### [Text shown]
Second, as negative duties not to harm vs. positive duties to give aid. In (1) the driver can’t help but violate someone’s rights, and so he might as well minimize the harm done. In (2) the conflict is between different ways to benefit, and so again we want to end up with the best consequences. In (3) the innocent man has a right not to be killed, but then so are the 5 men who would die if he lives. From the point of view of an impartial observer, the sheriff ought to frame, but from the point of view of the sheriff there is a conflict between a duty not to kill and a duty to provide aid. If he acts as a utilitarian, then he’ll have to live with an uneasy thought that he was a murderer. The problem with (4) is that it is an instance of blackmail, and we may decide to have a policy not to give in to blackmailers, and therefore refuse to torture (so as not to encourage more blackmail).

Third, as a conflict between duty and supererogation. Society demands that we respect the libertarian rights of others. But benefiting others, doing works of mercy, and so on are supererogatory from the point of view of the rather undemanding moral ideal imposed on everyone by the requirements of social cooperation. The question then is, does it work to “make up” for failing to do your duty with supererogation, as in (3) and (4)? If I am a killer for the Russian Mafia yet donate copious amounts of money to the Church, are my sins forgiven?

Fourth, as illustrating the principle of double effect (DE). In (2) we don’t intend the death of Q, and so our decision is moral, according to DE. However, if the scenario instead required us to evaluate chopping Q up and grafting his body parts onto Ps, then we would intend Q’s death as an essential means to our end rather than merely foresee it as accidentally accompanying our end. (We surely can’t say: “We want to get your body parts, but we don’t want to kill you.”) Similarly, in (4) we can refuse to torture, justifying this choice by saying that we foresee the suffering of the 5 but do not intend it.

Whether Moral Virtues Can Co-exist with a Malicious Will?

Mises writes on this very topic that “soldiery virtues” are not good in themselves; and, in fact, whoever thinks that “must, to be consistent, likewise acknowledge as noble virtues the daring, intrepidity, and contempt for death of the robber.” (Liberalism, 24)

### [Goal of the exercise]
Extend the passage on conflicting moral duties and virtue, starting after its final sentence.

### [Records provided]
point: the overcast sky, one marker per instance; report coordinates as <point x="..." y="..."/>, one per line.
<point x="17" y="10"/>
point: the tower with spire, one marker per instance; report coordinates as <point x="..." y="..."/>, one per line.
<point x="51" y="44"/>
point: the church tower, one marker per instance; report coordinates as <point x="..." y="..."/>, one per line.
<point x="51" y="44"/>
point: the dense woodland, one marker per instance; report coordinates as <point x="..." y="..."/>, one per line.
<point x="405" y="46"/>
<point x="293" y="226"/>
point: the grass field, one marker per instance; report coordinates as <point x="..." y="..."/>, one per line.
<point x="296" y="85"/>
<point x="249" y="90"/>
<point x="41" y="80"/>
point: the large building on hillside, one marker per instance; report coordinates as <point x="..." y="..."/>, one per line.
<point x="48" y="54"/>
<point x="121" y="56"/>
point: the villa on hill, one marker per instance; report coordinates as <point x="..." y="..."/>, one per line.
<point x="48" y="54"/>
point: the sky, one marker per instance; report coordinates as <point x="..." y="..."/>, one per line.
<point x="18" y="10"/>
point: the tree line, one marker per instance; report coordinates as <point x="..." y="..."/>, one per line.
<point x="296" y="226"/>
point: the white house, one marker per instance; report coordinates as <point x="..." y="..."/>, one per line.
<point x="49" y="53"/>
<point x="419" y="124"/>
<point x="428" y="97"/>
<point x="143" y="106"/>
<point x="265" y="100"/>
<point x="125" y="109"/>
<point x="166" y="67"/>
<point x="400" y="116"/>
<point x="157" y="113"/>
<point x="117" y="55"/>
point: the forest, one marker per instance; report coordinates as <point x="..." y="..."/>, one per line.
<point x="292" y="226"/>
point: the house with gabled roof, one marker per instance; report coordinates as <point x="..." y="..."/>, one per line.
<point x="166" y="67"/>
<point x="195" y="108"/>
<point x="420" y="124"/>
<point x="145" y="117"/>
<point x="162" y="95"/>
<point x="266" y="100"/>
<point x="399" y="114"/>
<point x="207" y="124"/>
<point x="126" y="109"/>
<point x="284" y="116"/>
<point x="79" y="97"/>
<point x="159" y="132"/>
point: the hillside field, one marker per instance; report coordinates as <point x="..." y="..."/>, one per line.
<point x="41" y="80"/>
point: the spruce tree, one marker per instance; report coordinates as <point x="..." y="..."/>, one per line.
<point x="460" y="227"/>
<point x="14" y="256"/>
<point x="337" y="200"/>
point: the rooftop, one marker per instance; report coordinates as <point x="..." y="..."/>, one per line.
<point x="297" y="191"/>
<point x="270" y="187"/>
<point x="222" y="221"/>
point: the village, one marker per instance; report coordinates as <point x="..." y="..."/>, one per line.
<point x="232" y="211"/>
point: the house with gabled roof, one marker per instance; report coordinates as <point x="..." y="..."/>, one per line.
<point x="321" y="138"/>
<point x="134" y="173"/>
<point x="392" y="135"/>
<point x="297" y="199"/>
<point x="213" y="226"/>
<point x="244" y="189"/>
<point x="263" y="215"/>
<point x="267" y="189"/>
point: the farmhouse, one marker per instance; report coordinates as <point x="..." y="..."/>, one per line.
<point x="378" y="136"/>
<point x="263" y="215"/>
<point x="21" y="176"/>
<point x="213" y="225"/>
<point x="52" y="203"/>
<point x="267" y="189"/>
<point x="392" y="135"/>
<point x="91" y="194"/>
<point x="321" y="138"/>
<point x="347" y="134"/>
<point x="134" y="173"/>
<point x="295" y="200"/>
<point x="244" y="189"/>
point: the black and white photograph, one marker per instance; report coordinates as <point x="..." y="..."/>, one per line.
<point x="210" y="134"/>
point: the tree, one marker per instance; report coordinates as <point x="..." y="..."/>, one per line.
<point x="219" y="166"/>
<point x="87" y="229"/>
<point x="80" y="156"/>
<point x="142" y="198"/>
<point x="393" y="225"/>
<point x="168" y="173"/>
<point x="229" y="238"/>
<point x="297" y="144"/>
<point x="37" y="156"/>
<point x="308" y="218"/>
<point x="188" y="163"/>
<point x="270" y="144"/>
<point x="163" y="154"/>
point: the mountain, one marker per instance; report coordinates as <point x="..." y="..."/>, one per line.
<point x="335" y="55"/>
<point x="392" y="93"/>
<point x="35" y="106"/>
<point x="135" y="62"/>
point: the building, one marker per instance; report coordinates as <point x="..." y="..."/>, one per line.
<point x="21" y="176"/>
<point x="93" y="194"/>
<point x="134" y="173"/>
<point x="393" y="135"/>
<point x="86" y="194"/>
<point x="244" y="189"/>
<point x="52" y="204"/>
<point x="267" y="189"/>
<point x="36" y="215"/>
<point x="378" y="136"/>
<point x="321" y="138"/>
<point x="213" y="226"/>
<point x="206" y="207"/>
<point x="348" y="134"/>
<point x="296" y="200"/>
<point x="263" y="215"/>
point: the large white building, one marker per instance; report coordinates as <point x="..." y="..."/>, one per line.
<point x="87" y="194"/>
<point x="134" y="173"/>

### [Task response]
So, can courage be a vice? Is it better to be an insane vampire than a sane one? We should consider two aspects of the will: it must (1) love and hate the right things and (2) do so with the right intensity. With respect to (1), the malicious will manifests itself in deeds that are contrary to some moral virtue. Take a person who desires vengeance for a murdered relative. Aquinas writes that “if [the avenger's] intention is directed chiefly to the evil of the person on whom he takes vengeance and rests there, then his vengeance is altogether unlawful: because to take pleasure in another’s evil belongs to hatred, which is contrary to the charity whereby we are bound to love all men.” (ST, II-II, 108, 1) Vengeance in this case is a corruption of justice.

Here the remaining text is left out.